◆ **Aim**:
Rewrite the data from the line with "Mark the region" up to and including the line with "108L157 112L161 114L163", replacing "garland decoration" with "floral garland" and leaving everything else unchanged.

◆ **Supplied data**:
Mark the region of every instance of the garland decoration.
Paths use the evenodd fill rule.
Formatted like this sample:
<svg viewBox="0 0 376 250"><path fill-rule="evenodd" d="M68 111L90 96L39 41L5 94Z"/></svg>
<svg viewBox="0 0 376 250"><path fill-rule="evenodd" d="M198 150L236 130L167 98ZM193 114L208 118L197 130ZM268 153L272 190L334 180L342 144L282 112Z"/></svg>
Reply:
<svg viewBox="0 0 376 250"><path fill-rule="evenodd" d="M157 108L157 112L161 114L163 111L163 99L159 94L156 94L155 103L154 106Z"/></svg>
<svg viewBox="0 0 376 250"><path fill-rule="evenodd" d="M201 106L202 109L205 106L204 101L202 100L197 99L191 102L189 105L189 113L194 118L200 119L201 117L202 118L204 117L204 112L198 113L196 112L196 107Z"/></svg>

---

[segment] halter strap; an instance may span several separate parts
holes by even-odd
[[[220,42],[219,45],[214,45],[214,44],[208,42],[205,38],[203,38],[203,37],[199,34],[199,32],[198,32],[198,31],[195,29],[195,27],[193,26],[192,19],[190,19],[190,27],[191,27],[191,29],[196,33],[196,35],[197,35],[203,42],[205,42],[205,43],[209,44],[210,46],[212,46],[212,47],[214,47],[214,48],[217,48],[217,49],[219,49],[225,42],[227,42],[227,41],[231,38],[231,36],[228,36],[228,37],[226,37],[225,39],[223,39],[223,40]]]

---

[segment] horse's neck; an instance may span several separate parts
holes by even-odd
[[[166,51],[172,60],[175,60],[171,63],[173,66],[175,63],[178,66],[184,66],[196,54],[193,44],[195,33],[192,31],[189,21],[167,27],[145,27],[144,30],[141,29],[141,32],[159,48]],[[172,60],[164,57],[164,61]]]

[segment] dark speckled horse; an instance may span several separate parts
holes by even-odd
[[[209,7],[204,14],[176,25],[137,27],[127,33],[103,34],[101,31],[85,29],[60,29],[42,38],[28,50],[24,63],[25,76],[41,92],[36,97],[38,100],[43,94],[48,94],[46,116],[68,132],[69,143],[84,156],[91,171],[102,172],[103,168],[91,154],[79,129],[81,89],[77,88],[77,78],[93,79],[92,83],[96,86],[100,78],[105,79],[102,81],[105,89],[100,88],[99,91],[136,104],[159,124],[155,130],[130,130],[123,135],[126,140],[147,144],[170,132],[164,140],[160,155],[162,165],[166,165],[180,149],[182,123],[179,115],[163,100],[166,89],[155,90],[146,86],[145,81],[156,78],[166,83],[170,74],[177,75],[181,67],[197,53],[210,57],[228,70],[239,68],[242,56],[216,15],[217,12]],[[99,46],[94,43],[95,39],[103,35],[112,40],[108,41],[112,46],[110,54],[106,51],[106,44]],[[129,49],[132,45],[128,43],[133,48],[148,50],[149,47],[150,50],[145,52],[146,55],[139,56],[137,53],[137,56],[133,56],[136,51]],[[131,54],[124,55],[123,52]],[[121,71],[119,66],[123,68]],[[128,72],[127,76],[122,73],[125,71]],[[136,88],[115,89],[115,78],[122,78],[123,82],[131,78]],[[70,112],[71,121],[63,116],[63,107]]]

◆ **Written solution**:
Mark the region of every instance of the floral garland.
Paths use the evenodd fill rule.
Formatted like this sample:
<svg viewBox="0 0 376 250"><path fill-rule="evenodd" d="M68 111L90 96L39 41L5 94Z"/></svg>
<svg viewBox="0 0 376 250"><path fill-rule="evenodd" d="M198 150L236 130L167 98ZM193 114L208 118L197 130ZM268 153L272 190L334 180L342 144L282 112Z"/></svg>
Reply:
<svg viewBox="0 0 376 250"><path fill-rule="evenodd" d="M157 108L157 112L161 114L163 111L163 99L159 94L156 94L155 103L154 106Z"/></svg>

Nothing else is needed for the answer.